§ WHAT YOU HAVE TO DO
Everything from the line containing "Each instance gets a single point. Label the clock" through the end of the data below should be copied exactly, with no other lines.

--*--

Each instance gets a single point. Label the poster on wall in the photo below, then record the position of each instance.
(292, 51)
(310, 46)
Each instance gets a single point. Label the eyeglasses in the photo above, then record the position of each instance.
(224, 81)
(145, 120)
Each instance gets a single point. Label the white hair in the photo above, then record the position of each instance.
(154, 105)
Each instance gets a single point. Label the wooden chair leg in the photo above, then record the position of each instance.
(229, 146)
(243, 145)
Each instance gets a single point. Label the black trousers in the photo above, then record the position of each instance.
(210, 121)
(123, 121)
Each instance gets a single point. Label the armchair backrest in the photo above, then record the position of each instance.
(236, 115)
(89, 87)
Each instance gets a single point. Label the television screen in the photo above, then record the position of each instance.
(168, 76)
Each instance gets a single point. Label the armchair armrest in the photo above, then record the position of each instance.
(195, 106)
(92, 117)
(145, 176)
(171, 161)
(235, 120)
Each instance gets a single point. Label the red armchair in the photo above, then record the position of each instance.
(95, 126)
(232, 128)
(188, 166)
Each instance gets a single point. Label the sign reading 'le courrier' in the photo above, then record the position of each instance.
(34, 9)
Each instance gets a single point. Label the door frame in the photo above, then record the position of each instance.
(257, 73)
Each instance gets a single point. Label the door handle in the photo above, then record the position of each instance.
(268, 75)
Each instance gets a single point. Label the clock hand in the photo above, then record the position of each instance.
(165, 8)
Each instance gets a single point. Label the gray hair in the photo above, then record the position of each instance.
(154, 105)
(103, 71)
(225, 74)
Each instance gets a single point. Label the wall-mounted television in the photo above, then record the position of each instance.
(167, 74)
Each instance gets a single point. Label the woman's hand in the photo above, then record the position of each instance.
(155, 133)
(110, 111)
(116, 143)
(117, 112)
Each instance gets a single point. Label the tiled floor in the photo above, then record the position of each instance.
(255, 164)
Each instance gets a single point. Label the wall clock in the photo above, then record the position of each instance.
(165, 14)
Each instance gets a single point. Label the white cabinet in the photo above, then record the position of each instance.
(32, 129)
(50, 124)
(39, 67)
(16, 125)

--*--

§ EXERCISE ANSWER
Each instance gets a single point. Label the clock hand in the photo above, then record the position of each instance.
(165, 8)
Each instance gets a single point. Label the gray hair in the photo above, then record the position of each instance.
(154, 105)
(103, 71)
(225, 74)
Each instance gets a single point. Label the wall-mounted television in the photo above, then record the position of each instance.
(167, 74)
Each instance gets a single point. Label the woman's hand in the photo above, then record the position of each instance.
(155, 133)
(110, 111)
(116, 143)
(117, 112)
Each instance gets a single point. Label the tiled floor in the photo above, then record the position of each instance.
(255, 164)
Each instance gets a single point. Label the wall clock in the photo above, then record the position of each instance.
(165, 14)
Each instance gets a single point. Label the white cabinet in the photo above, then record the position of each instance.
(32, 129)
(50, 124)
(39, 67)
(16, 125)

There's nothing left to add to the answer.